### RECORDS SUPPLIED

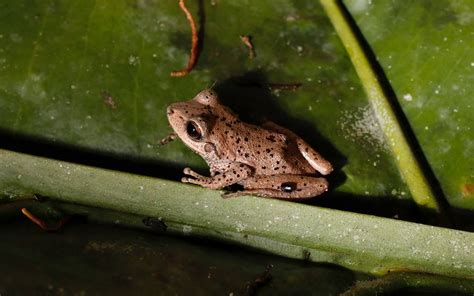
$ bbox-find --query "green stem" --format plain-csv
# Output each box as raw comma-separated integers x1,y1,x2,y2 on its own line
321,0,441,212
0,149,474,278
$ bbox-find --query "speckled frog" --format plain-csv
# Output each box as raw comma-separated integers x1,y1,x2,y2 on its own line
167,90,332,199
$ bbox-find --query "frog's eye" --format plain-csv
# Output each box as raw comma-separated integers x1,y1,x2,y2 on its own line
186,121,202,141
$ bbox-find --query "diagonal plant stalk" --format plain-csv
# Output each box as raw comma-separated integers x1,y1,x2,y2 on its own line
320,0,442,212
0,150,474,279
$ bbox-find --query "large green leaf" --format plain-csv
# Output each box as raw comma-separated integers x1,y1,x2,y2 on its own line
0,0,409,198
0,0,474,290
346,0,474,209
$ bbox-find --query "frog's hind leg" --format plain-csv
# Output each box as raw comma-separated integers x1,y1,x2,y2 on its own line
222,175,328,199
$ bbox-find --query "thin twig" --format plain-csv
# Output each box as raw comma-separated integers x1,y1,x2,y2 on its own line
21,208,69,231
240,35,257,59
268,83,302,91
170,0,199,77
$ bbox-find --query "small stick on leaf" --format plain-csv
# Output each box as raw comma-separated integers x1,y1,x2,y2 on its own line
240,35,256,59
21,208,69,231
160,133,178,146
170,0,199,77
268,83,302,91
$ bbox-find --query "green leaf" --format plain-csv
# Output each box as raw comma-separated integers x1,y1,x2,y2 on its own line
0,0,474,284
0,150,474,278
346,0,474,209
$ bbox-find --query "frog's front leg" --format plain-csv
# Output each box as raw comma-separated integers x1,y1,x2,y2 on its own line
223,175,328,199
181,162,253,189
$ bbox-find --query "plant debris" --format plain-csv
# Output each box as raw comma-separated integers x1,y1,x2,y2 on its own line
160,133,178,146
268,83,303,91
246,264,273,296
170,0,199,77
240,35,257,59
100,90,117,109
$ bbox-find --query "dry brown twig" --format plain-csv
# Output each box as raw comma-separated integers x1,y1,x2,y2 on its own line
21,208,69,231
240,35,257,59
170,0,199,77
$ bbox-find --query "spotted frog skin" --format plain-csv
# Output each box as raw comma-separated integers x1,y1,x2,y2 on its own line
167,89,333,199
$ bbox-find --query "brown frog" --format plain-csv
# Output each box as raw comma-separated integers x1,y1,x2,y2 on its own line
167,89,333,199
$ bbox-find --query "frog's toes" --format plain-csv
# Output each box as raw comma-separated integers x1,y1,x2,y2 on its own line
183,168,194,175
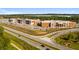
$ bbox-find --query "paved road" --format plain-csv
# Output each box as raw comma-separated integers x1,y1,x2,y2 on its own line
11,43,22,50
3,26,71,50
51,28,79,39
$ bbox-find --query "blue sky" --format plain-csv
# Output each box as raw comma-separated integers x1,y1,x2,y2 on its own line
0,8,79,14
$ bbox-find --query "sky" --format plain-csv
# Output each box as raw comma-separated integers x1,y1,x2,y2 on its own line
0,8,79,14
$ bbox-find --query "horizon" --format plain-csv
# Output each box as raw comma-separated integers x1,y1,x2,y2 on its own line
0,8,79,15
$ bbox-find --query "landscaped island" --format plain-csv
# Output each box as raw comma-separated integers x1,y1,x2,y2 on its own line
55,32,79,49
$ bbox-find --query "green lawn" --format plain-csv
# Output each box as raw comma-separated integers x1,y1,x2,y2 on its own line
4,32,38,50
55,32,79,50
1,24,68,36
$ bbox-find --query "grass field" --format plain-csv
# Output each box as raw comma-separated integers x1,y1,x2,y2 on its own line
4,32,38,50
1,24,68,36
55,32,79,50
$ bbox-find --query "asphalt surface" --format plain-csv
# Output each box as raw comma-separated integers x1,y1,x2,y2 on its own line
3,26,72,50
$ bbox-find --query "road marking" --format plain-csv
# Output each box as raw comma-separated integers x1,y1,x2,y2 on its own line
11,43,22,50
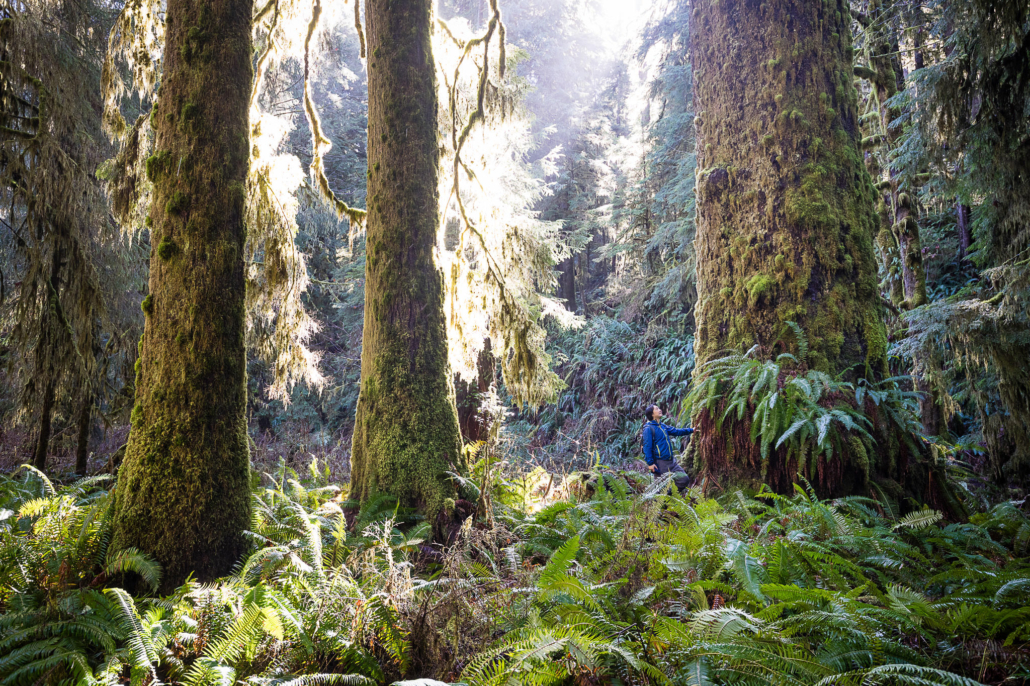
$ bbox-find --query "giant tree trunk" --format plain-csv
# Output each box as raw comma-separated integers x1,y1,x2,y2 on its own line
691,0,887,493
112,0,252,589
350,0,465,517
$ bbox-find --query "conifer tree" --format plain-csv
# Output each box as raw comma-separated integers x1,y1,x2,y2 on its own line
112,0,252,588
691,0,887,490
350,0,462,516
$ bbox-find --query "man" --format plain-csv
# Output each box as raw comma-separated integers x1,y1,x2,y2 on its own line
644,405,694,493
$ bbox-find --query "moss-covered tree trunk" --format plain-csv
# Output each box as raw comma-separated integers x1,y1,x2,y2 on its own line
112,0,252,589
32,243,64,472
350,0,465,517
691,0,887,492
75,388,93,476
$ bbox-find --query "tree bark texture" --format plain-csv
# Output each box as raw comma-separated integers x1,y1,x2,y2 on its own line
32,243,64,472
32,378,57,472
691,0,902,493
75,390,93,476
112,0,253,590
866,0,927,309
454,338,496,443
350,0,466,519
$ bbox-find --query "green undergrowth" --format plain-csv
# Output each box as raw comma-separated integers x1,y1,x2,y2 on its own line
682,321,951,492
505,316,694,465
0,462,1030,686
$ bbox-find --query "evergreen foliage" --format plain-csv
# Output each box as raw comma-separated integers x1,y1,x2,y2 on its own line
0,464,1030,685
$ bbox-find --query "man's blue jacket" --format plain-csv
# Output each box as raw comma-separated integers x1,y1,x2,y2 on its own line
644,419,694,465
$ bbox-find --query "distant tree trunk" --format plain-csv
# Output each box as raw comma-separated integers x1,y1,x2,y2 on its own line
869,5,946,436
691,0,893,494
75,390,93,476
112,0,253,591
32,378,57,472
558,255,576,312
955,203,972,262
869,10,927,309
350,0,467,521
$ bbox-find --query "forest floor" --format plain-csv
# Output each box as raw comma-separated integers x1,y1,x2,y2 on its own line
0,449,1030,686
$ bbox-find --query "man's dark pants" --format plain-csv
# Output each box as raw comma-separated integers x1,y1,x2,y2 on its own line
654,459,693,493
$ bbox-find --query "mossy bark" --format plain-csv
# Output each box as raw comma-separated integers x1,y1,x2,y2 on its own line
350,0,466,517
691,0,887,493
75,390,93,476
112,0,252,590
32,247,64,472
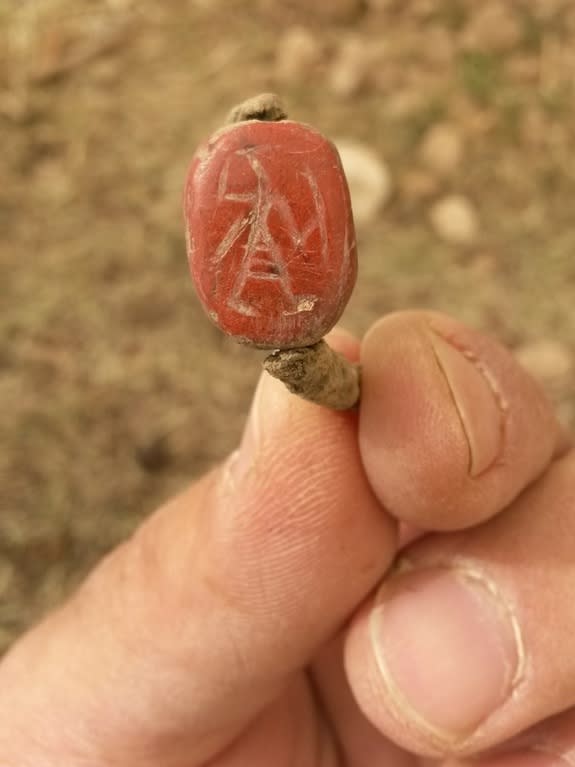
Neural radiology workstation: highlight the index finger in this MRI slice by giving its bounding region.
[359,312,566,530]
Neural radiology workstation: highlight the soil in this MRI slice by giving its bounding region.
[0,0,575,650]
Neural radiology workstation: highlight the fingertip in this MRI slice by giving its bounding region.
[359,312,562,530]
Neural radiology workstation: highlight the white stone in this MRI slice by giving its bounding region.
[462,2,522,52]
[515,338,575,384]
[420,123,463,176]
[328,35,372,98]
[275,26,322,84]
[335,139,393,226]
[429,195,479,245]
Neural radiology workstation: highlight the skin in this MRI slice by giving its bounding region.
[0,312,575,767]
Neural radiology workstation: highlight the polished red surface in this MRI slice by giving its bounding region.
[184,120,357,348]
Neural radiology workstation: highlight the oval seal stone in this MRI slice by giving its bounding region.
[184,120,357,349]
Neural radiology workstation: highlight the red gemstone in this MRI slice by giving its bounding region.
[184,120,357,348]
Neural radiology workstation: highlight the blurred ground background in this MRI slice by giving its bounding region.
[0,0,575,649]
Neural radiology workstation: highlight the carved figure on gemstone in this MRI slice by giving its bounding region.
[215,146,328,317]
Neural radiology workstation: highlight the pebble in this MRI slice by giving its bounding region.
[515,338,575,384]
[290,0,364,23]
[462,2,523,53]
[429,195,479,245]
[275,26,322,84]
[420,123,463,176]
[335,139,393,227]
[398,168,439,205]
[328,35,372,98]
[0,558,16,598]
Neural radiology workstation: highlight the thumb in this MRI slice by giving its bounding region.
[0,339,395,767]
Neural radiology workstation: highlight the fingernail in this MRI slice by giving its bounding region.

######

* EXERCISE AIM: Reproduce every one of the entries above line for line, without altering anything. Leave the pictures out of your answer.

* EXERCISE RESPONSE:
$ bbox-find --query "green stem" --format plain-csv
# Output each box as raw comma-separated integers x1,y1,x2,y2 on its own line
321,0,441,212
0,149,474,278
$ bbox-find --query "speckled frog" --format plain-csv
# Output each box as raw comma-separated integers x1,y1,x2,y2 on its own line
167,90,332,199
$ bbox-find --query "frog's eye" --format plain-csv
# Output each box as raw comma-separated integers x1,y1,x2,y2 on its own line
186,121,202,141
$ bbox-find --query "diagonal plant stalk" --format plain-csv
# Output each box as raw comma-separated integers x1,y1,x2,y2 on its own line
320,0,442,212
0,150,474,279
$ bbox-find --query "large green leaf" --format plain-csv
# Output each box as raw comma-separated integers x1,y1,x2,y2 on its own line
0,0,409,198
0,0,474,290
346,0,474,209
$ bbox-find --query "frog's hind leg" --format plain-csv
# Output each box as raw comma-separated integers x1,y1,x2,y2 on its own line
222,175,328,199
$ bbox-find --query "thin twig" --format plain-csv
# Output each box as raw comma-separated integers x1,y1,x2,y2 on its own line
21,208,69,231
240,35,257,59
268,83,302,91
170,0,199,77
$ bbox-find --query "small stick on leaf" --format plain-csv
# Output each box as raw comma-separated integers x1,y1,x2,y2 on its own line
240,35,256,59
21,208,69,231
160,133,178,146
170,0,199,77
268,83,302,91
$ bbox-find --query "green leaf" --format plain-csv
# Output each box as raw comma-separated integers x1,y1,x2,y2 on its own line
0,0,474,284
0,150,474,278
346,0,474,209
$ bbox-find --query "frog's front leg" --format plain-csv
# Output each box as raw comma-separated integers x1,y1,x2,y2 on its own line
223,175,328,199
181,162,253,189
$ bbox-find --query "plant debris" --format plain-csv
# Output each box as raw comma-separated integers x1,y1,x2,y2 on its own line
160,133,178,146
268,83,303,91
246,264,273,296
170,0,199,77
240,35,257,59
100,90,117,109
$ bbox-find --query "dry brown twig" --format plain-csv
# Output each box as raw comma-separated integers x1,y1,x2,y2 on its own line
21,208,69,231
240,35,257,59
170,0,199,77
$ bbox-find --query "spotted frog skin" --format plain-csv
# Output each box as raw comma-separated integers x1,y1,x2,y2 on its own line
167,89,333,199
$ bbox-find --query "brown frog" --format plain-csv
# Output each box as raw comma-separated integers x1,y1,x2,y2 on its own line
167,89,333,199
$ bbox-find --query "frog's toes" --format plain-csv
# Output each box as raw comma-separated integers x1,y1,x2,y2 on its own line
183,168,194,175
$ bbox-find --query "paved road" --format plain-csv
# Output each box as raw comma-separated integers x1,y1,x2,y2 on its own line
11,43,22,50
3,26,71,50
51,28,79,39
$ bbox-find --query "blue sky" --format plain-csv
# Output each box as raw comma-separated integers x1,y1,x2,y2 on its own line
0,8,79,14
$ bbox-find --query "sky" --format plain-csv
# Output each box as raw comma-separated integers x1,y1,x2,y2 on its own line
0,8,79,14
$ bbox-find --query "horizon" --format plain-csv
# Output each box as raw comma-separated integers x1,y1,x2,y2 on its own line
0,8,79,15
$ bbox-find --query "landscaped island" --format plain-csv
# Output each box as raw comma-separated integers x1,y1,x2,y2 on its own line
55,32,79,49
$ bbox-find --query "green lawn" --format plain-csv
# Output each box as raw comma-separated integers x1,y1,x2,y2 on its own line
4,32,38,50
55,32,79,50
1,24,68,36
$ bbox-find --query "grass field" --format plain-csv
# Output each box as raw comma-separated integers x1,y1,x2,y2 on its own line
4,32,38,50
1,24,68,36
55,32,79,50
$ bbox-find --query "asphalt surface" --format plain-csv
# Output each box as raw comma-separated integers x1,y1,x2,y2 on its own line
3,26,72,50
$ bbox-find --query "road marking" --format plain-csv
# Output each box as raw comma-separated integers x1,y1,x2,y2 on its own line
11,43,22,50
$ bbox-find --query "giant tree trunk" --format plain-csv
# Output each box as raw comma-separated integers x1,y1,x2,y2 on its own line
691,0,887,493
112,0,252,589
350,0,465,517
$ bbox-find --query "conifer tree" --format plain-csv
# Output each box as raw comma-separated integers x1,y1,x2,y2 on its own line
112,0,252,588
691,0,887,490
350,0,462,516
$ bbox-find --query "man" --format plain-csv
# Output each box as raw comma-separated integers x1,y1,x2,y2 on its own line
644,405,694,493
$ bbox-find --query "moss-covered tree trunk" --format plain-csv
# Output each box as raw comma-separated integers x1,y1,x2,y2 on its own line
112,0,252,589
32,243,64,472
350,0,465,517
691,0,887,492
75,388,93,476
$ bbox-find --query "tree bark texture" --format plain-csv
# Output each box as raw comma-separated integers x1,y1,x2,y2 on its own line
32,243,64,472
32,378,57,472
691,0,902,493
75,390,93,476
112,0,253,590
866,0,927,309
454,338,496,443
350,0,466,519
$ bbox-find --query "green undergrowth" --format plain-csv
# Output each box as raw comma-separated integers x1,y1,x2,y2 on its own line
682,321,951,492
505,316,694,465
0,462,1030,686
$ bbox-find --query "evergreen foliage" --format plain-csv
# Output each box as raw comma-separated integers x1,y1,x2,y2 on its own line
0,464,1030,685
$ bbox-find --query "man's blue jacket" --format plain-csv
# Output each box as raw comma-separated integers x1,y1,x2,y2 on its own line
644,419,694,465
$ bbox-find --query "distant tree trunk" --format plain-csv
# Output each box as raw comma-separated integers x1,y1,x2,y2 on its own line
869,5,946,436
691,0,893,494
75,390,93,476
112,0,253,591
32,378,57,472
558,255,576,312
955,203,972,262
869,10,927,309
350,0,467,521
$ bbox-find --query "forest floor" --format plain-csv
# Output each box as raw comma-separated integers x1,y1,x2,y2 on its own line
0,449,1030,686
$ bbox-find --query "man's dark pants" --format plain-csv
# Output each box as raw comma-separated integers x1,y1,x2,y2 on its own line
654,459,693,493
$ bbox-find --query "mossy bark" --format plain-csv
# Output each box as raw comma-separated integers x1,y1,x2,y2 on its own line
350,0,466,517
691,0,887,493
75,390,93,476
112,0,252,590
32,247,64,472
Neural radiology workstation: highlight the index finger in this MRI slice by giving its bounding region.
[359,312,566,530]
Neural radiology workstation: highlight the soil in this MRI slice by giving its bounding region.
[0,0,575,650]
Neural radiology workstation: highlight the fingertip in this MRI slice by giving its bounding region.
[359,312,562,530]
Neural radiology workstation: highlight the white stone in this MRI slice by giving its bounding region.
[462,2,522,52]
[515,338,575,384]
[420,123,463,176]
[328,35,372,98]
[275,26,322,84]
[335,139,393,226]
[429,195,479,245]
Neural radiology workstation: highlight the skin in this MRI slice by giving its bounding region.
[0,312,575,767]
Neural radiology workstation: highlight the polished red surface in this MRI slice by giving its bounding region.
[184,120,357,348]
Neural radiology workstation: highlight the oval seal stone in this MRI slice by giving its bounding region.
[184,120,357,349]
Neural radiology workstation: highlight the red gemstone in this MRI slice by giving its bounding region.
[184,120,357,348]
Neural radiology workstation: highlight the blurred ground background in this MRI slice by giving its bounding region.
[0,0,575,649]
Neural radiology workstation: highlight the carved figure on gemstone in this MRI slice by giving its bounding region.
[215,146,328,317]
Neural radiology workstation: highlight the pebble in this MRI slice by giving its bounding region.
[515,338,575,384]
[290,0,364,23]
[462,2,523,53]
[429,195,479,245]
[275,26,322,84]
[420,123,463,176]
[335,139,393,227]
[398,168,439,205]
[328,35,372,98]
[0,558,16,598]
Neural radiology workstation: highlight the thumb in this MRI slice by giving its bounding region.
[0,339,395,767]
Neural radiology workstation: highlight the fingernail in this MRI slice by giving its bounding region.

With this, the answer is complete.